> _Recorded data_:
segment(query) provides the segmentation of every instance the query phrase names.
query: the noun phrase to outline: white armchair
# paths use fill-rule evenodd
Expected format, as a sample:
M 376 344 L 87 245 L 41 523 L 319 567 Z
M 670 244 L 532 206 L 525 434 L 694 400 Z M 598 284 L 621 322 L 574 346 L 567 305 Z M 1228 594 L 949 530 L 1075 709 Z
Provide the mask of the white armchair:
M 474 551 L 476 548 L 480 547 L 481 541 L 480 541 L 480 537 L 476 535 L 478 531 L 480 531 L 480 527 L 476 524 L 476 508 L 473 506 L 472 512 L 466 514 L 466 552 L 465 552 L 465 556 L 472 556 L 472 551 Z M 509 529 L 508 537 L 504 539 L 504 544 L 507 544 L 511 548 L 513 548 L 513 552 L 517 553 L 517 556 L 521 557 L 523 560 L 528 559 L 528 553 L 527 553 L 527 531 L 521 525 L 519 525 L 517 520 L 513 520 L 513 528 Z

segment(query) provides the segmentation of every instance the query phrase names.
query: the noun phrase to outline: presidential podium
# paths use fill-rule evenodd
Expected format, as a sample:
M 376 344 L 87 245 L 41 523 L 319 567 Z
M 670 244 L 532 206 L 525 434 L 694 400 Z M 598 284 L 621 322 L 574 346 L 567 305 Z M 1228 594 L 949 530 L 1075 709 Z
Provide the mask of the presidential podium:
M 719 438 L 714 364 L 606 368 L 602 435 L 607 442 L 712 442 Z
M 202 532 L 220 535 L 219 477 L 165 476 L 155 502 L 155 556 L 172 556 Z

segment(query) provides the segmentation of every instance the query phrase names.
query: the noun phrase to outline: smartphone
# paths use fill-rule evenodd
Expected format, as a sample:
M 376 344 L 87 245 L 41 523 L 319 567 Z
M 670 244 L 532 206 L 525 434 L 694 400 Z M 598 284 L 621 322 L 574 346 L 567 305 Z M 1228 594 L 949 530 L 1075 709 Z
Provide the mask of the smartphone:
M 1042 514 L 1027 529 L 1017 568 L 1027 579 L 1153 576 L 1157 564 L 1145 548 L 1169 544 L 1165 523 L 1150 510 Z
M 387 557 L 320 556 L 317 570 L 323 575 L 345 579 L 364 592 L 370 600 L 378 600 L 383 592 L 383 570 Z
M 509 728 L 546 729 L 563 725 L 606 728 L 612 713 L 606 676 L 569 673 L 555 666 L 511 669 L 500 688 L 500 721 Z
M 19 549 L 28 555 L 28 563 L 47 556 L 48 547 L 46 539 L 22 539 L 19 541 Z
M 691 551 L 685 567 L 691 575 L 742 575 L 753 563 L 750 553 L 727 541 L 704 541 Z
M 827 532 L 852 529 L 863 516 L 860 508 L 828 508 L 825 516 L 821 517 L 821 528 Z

> _Work required_: Reproduce every line from the start of the listing through the line holding "M 202 532 L", inclusive, keeping the requests and format samples unchanged. Scale each polygon coordinate in the answers by 1.95 and round it to a whole number, with halves rounded up.

> _Reply to the exercise_:
segment(query) provides the segmentation of every instance the query phrase names.
query: the noun phrase to outline: white armchair
# paths use fill-rule evenodd
Expected format, as a sample:
M 376 344 L 87 245 L 41 523 L 319 567 Z
M 670 244 L 532 206 L 525 434 L 694 400 Z M 598 284 L 621 322 L 574 346 L 567 305 Z M 1228 594 L 949 530 L 1075 709 Z
Provide the mask of the white armchair:
M 924 1074 L 928 1069 L 936 1067 L 938 1055 L 936 1055 L 936 1047 L 928 1043 L 932 1035 L 936 1035 L 936 1028 L 928 1022 L 928 991 L 922 987 L 920 998 L 909 1002 L 909 1076 L 907 1076 L 907 1084 L 920 1084 L 920 1074 Z M 993 1032 L 991 1047 L 983 1051 L 983 1061 L 989 1061 L 996 1069 L 1000 1069 L 1000 1076 L 1008 1078 L 1008 1084 L 1016 1086 L 1020 1092 L 1030 1090 L 1030 1078 L 1028 1078 L 1028 1035 L 1016 1024 L 1012 1024 L 1008 1014 L 1000 1014 L 1000 1030 Z

segment(query) provides the segmentation of every instance the query phrase names.
query: the noun phrase to outline: presidential podium
# paths use fill-rule evenodd
Expected format, as a sample:
M 376 344 L 87 245 L 41 523 L 319 567 Z
M 670 244 L 532 206 L 525 434 L 694 400 Z M 598 284 L 621 322 L 574 346 L 567 305 Z M 1228 594 L 949 530 L 1075 709 Z
Provide the mask of the presidential podium:
M 1402 854 L 1392 710 L 1182 718 L 1174 848 L 1184 862 L 1388 862 Z
M 394 1037 L 429 1043 L 427 930 L 322 928 L 302 979 L 302 1084 L 335 1084 Z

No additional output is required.